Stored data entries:
=====
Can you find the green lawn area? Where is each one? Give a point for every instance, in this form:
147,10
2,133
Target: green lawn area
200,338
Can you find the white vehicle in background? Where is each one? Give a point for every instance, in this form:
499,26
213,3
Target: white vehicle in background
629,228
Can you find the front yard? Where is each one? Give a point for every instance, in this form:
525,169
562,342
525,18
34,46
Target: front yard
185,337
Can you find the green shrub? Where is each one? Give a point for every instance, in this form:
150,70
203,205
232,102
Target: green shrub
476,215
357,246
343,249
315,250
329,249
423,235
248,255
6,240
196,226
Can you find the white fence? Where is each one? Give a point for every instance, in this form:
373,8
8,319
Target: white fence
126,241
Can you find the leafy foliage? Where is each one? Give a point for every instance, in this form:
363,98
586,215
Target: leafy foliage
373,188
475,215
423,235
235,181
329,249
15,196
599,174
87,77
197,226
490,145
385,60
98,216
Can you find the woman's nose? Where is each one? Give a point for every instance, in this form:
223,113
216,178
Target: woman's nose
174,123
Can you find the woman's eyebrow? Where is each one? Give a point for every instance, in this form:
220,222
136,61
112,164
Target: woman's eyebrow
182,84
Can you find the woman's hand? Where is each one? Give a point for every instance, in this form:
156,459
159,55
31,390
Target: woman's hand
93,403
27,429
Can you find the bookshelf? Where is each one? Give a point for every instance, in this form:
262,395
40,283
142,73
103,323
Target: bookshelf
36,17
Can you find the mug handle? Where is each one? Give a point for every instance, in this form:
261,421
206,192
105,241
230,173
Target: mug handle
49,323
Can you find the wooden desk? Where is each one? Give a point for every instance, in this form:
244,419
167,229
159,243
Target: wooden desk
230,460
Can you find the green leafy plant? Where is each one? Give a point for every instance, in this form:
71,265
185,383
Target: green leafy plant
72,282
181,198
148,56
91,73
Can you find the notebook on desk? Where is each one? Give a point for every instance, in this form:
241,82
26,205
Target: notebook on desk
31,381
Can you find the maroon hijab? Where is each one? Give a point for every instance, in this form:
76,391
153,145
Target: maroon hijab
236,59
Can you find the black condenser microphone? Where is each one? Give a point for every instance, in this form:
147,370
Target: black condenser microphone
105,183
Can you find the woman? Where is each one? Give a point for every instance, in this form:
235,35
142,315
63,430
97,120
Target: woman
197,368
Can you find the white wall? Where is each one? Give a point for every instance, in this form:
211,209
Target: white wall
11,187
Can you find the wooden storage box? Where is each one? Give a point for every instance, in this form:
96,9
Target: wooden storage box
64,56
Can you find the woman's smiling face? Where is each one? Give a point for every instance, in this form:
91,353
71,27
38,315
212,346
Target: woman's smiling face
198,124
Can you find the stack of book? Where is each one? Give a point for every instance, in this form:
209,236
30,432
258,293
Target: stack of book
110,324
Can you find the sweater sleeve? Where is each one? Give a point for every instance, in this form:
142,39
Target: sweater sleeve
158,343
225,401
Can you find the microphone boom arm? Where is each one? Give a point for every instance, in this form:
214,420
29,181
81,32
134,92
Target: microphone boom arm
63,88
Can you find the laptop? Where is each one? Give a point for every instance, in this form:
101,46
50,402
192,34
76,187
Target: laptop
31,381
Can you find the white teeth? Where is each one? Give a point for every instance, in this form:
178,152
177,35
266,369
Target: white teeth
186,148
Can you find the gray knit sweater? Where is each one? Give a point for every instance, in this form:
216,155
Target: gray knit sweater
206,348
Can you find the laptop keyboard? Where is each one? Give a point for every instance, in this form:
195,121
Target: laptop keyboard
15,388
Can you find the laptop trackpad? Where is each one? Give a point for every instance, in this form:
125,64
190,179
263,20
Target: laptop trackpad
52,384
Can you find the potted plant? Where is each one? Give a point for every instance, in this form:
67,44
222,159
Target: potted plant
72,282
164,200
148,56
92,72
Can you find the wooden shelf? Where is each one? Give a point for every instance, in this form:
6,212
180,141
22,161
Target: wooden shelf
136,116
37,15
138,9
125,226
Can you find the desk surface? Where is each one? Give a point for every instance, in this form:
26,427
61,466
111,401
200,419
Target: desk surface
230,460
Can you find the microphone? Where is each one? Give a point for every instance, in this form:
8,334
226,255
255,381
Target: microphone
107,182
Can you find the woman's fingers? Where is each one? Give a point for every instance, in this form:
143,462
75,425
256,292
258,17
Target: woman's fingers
=====
Prompt -> Transcribe the full set of records without altering a single character.

Result ->
Can you find the green lawn area? Where is each one? Give a point for every instance, in this form:
147,10
2,133
Target: green lawn area
200,338
Can you find the white vehicle in background? Where is each one? Give a point for every instance, in this form:
499,26
213,3
Target: white vehicle in background
629,228
Can you find the front yard? Where is each one? Give a point for every instance, in this form:
525,169
562,342
525,18
34,46
Target: front yard
185,337
Can you find the green shrub? Where is each one? Give a point for every instance, in this form:
150,70
203,205
232,102
Target: green shrub
476,215
357,246
343,249
315,250
329,249
423,235
248,255
6,240
196,226
Can you find the white fence? Where is each one? Give a point for every instance, in this form:
373,8
8,319
Target: white fence
126,241
Can you find the leafy foliage? Where is each one? Give a point for every instance, in this form:
363,98
586,215
Target: leafy foliage
373,188
475,215
423,235
235,181
329,249
15,196
599,174
87,77
197,226
490,145
385,60
98,216
Can you find the woman's nose? Where is each one? Give a point for every instance, in this form:
223,113
216,178
Target: woman's nose
174,123
Can you find the woman's eyebrow? Where is each one? Give a point for every instance, in this form:
220,222
136,61
112,164
Target: woman's eyebrow
182,84
Can you find the woman's hand? Where is each one? Give a point for every instance, in this form:
156,459
159,55
31,390
Target: woman's hand
93,403
27,429
Can you find the bookshelf? Where is each one? Give a point for every instance, in this form:
262,395
40,283
142,73
103,323
Target: bookshelf
36,17
Can you find the mug handle? Where is each one? Give a point for every instance, in this form:
261,421
206,192
105,241
230,173
Target: mug handle
49,323
Can you find the wooden desk? Where is each one? Give a point for every instance, in this form:
244,419
167,229
159,243
Target: wooden desk
230,460
Can you find the green leafy plant? Where is each one? Give a point for every instance, in this form:
71,265
185,383
Target: green leafy plant
72,282
181,198
148,56
91,73
Can you find the notebook on desk? Where is each one? Give a point for every instance, in this form:
241,82
26,205
Target: notebook on desk
31,381
Can you find the maroon hijab? Where is each one? Give a point for every instance, in this form:
76,391
153,145
Target: maroon hijab
236,59
Can you find the black condenser microphone? Where is each one? Give a point for every instance, in this form:
147,370
Target: black condenser microphone
105,183
Can you find the woman? Where is each one? Give a point for every instance, in this form:
235,35
142,315
63,430
97,120
Target: woman
197,368
Can you find the white wall? Where is each one? Give a point for every instance, in this form:
211,209
Target: white wall
11,187
Can you find the wooden storage box? Where is each one? Give a point for every instance, in this form:
96,9
Target: wooden storage box
64,56
Can you find the woman's smiling face? Where is each one? Give a point for every instance, in this form:
91,353
71,27
38,315
212,346
Target: woman's smiling face
198,124
Can you find the stack of book? Where is each one? Give a point for every instance, in this form:
209,236
30,432
258,293
Target: stack of book
110,324
Can you find the sweater sleeve? Where is each one? Give a point for every instance, in this form:
142,39
Target: sweater sleeve
158,343
225,401
Can you find the microphone boom arm? Where is each one? Give a point for every instance, in this form:
214,420
29,181
81,32
134,92
Target: microphone boom arm
63,88
Can you find the laptop? Where is each one? Give a point for every instance, in this form:
101,46
50,402
192,34
76,187
Target: laptop
31,381
Can you find the white teeth? Where is each one? Give a point for every instance, in this form:
178,152
177,35
266,369
Target: white teeth
186,148
Can you find the gray knit sweater? Where is each one? Give a point for every instance, in this form:
216,155
Target: gray knit sweater
206,348
Can you find the laptop keyboard? Where is each one? Give a point for every instance, in this form:
195,121
Target: laptop keyboard
15,388
Can you find the laptop trackpad? Where is each one? Give a point for every instance, in this form:
125,64
190,179
263,20
Target: laptop trackpad
52,384
Can you find the potted plant? Where is each one? Give a point for every instance, in this form:
67,44
222,159
Target: potted plant
72,282
164,200
148,56
92,72
Can you find the wooden shelf? Where is each one? Give a point for every instance, in this form:
6,212
180,141
22,161
Target: wooden shelf
136,116
37,15
138,9
125,226
Can you find the desk surface? Where is each one? Give a point for every instance, in this form:
26,427
61,466
111,401
200,419
Target: desk surface
230,460
Can you find the microphone? Where is each one? Give a point for every instance, in this form:
8,334
226,255
255,381
Target: microphone
107,182
Can you find the woman's fingers? Where is each one? Give a point for every instance, in this form:
143,462
75,425
256,292
258,17
Target: woman's fingers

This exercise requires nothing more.